Retinal direction selectivity in the absence of asymmetric starburst amacrine cell responses

28Citations
Citations of this article
88Readers
Mendeley users who have this article in their library.

Abstract

In the mammalian retina, direction-selectivity is thought to originate in the dendrites of GABAergic/cholinergic starburst amacrine cells, where it is first observed. However, here we demonstrate that direction selectivity in downstream ganglion cells remains remarkably unaffected when starburst dendrites are rendered non-directional, using a novel strategy combining a conditional GABAA α2 receptor knockout mouse with optogenetics. We show that temporal asymmetries between excitation/inhibition, arising from the differential connectivity patterns of starburst cholinergic and GABAergic synapses to ganglion cells, form the basis for a parallel mechanism generating direction selectivity. We further demonstrate that these distinct mechanisms work in a coordinated way to refine direction selectivity as the stimulus crosses the ganglion cell’s receptive field. Thus, precise spatiotemporal patterns of inhibition and excitation that determine directional responses in ganglion cells are shaped by two ‘core’ mechanisms, both arising from distinct specializations of the starburst network.

▶ **GIVEN DATA**
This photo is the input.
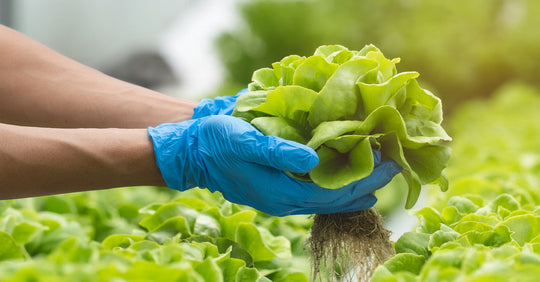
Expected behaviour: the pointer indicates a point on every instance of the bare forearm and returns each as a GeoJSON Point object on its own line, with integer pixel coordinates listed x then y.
{"type": "Point", "coordinates": [42, 161]}
{"type": "Point", "coordinates": [39, 87]}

▶ **BRIEF 1**
Swap "Mendeley" for "Zotero" and write out everything in the retinal direction selectivity article from "Retinal direction selectivity" down to "in their library.".
▶ **BRIEF 2**
According to the retinal direction selectivity abstract, what kind of mouse was combined with optogenetics to make starburst dendrites non-directional?
You can set the data aside.

▶ **YOUR SOLUTION 1**
Retinal direction selectivity in the absence of asymmetric starburst amacrine cell responses

28Citations
Citations of this article
88Readers
Zotero users who have this article in their library.

▶ **YOUR SOLUTION 2**
A conditional GABAA α2 receptor knockout mouse.